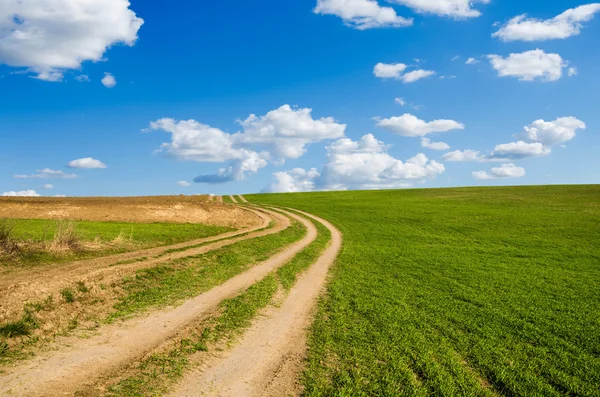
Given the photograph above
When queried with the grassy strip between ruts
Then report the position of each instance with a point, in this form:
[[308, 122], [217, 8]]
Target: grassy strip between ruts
[[187, 277], [458, 292], [91, 239], [155, 374]]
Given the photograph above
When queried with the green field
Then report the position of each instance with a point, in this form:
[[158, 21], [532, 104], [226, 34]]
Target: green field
[[114, 237], [458, 292]]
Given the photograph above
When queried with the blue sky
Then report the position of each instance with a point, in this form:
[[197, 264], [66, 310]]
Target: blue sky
[[219, 62]]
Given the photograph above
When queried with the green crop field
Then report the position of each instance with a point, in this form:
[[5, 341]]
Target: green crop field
[[458, 292]]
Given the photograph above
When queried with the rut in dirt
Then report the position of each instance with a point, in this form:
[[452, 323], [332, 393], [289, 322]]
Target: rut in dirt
[[269, 358], [80, 364], [36, 284]]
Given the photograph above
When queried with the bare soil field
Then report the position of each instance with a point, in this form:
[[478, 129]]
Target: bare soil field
[[176, 209]]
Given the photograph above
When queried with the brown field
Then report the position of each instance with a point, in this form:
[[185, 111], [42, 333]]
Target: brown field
[[176, 209]]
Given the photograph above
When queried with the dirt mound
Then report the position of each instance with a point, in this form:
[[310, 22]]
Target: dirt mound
[[175, 209]]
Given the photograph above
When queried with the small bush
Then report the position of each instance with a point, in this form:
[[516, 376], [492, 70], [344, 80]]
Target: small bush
[[14, 329], [81, 287], [68, 295], [8, 245]]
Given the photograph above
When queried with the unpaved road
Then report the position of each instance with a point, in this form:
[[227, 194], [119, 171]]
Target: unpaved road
[[35, 284], [269, 357], [82, 363]]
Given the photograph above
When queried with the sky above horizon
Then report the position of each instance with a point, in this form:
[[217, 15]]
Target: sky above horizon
[[119, 98]]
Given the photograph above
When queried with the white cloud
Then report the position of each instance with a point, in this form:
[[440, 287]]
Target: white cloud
[[23, 193], [362, 14], [396, 71], [283, 133], [411, 126], [463, 155], [416, 75], [555, 132], [520, 149], [458, 9], [47, 173], [538, 140], [573, 72], [530, 65], [286, 132], [49, 37], [426, 143], [109, 80], [87, 163], [296, 180], [565, 25], [364, 164], [505, 171]]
++++++++
### [To be done]
Set the pictures aside and transcribe the data above exactly.

### [Complete output]
Given the photograph above
When queried with the grassy strip between ruts
Then report the position of each instance with a point, in this form:
[[308, 122], [217, 8]]
Target: grassy strip between ruts
[[187, 277], [458, 292], [91, 239], [155, 374]]
Given the photograph above
When queried with the green field
Then report the position of each instance with a point, in this form:
[[158, 21], [532, 104], [226, 34]]
Target: green field
[[114, 237], [458, 292]]
Given the photograph above
When queried with the blue sky
Then report the position of each instance with a point, in this form:
[[197, 264], [66, 310]]
Target: blue sky
[[219, 62]]
Given the photograph above
When queried with the green crop field
Then report the position of each instance with a point, in this form:
[[5, 341]]
Target: green crop field
[[458, 292]]
Given the photograph above
When queried with the rut in dirt
Then report the position of each instance with a point, in this form:
[[452, 323], [332, 393], [289, 322]]
Target: rut in dirt
[[269, 358], [80, 364], [36, 284]]
Given the photograph above
When queried with the bare soil field
Then report the position of each instance with a point, in this form:
[[478, 129]]
Target: bare soil field
[[176, 209]]
Given the photograph above
When queried with the brown field
Then report the position of each instance with a point, in this form:
[[185, 111], [42, 333]]
Target: brown field
[[176, 209]]
Given the photograph above
When queried with the dirt mound
Then report the position of each instance with a point, in this form:
[[310, 22]]
Target: dirt mound
[[175, 209]]
Given the photograph above
When queried with the small bush
Then report the position of each instance with a point, in this form:
[[516, 376], [492, 70], [344, 80]]
Target: small bush
[[14, 329], [81, 287], [68, 295], [8, 245]]
Given the photograph above
When queried with the unpaved road
Then report the position of each instance with a point, in this form:
[[227, 194], [119, 171]]
Target: unpaved road
[[35, 284], [269, 357], [82, 363]]
Given the photograph above
When queried with the sky above horizon
Then report the position of each instance with a point, in this form:
[[217, 15]]
Target: sky above horizon
[[119, 98]]
Given the photograph above
When queried with the white cloud
Then report the position of each instance with a point, in this form:
[[440, 287]]
Target: white cloud
[[23, 193], [362, 14], [396, 71], [283, 133], [411, 126], [463, 155], [416, 75], [555, 132], [520, 149], [458, 9], [47, 173], [538, 140], [573, 72], [530, 65], [286, 132], [49, 37], [426, 143], [109, 80], [87, 163], [296, 180], [565, 25], [364, 164], [505, 171]]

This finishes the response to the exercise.